(Records from a collection)
*** Begin section ***
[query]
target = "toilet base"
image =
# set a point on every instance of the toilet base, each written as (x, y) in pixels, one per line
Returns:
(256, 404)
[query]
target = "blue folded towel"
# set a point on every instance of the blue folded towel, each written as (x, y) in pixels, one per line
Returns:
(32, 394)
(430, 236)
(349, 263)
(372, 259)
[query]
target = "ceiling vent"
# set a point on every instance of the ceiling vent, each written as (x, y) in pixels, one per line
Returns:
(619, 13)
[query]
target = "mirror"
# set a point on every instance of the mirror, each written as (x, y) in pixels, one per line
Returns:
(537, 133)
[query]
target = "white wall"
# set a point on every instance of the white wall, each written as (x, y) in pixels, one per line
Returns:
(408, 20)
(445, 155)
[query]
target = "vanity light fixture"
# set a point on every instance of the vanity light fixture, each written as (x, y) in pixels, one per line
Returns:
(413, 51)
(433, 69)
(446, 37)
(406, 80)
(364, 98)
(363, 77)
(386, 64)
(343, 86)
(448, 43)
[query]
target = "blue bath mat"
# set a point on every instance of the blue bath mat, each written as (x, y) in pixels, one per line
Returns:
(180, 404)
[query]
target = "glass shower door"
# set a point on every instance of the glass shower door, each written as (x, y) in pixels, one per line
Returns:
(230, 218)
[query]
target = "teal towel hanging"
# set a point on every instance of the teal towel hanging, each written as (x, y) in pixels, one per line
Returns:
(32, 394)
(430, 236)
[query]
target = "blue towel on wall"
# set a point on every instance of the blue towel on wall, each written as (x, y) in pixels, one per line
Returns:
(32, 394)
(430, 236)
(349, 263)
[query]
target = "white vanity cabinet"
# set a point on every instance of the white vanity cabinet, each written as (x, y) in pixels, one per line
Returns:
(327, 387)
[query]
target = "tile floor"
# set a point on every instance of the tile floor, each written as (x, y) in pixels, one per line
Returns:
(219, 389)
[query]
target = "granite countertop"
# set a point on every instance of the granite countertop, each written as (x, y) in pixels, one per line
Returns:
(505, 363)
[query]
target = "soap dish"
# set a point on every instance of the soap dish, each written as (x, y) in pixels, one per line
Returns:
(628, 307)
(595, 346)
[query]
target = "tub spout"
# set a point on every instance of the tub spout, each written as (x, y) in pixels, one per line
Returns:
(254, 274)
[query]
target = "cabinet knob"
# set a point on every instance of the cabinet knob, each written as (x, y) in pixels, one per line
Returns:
*** End section ***
*EXERCISE GOAL*: After reading the records above, work out how many lines contain "countertop" and give that number only.

*YOUR RESPONSE*: 2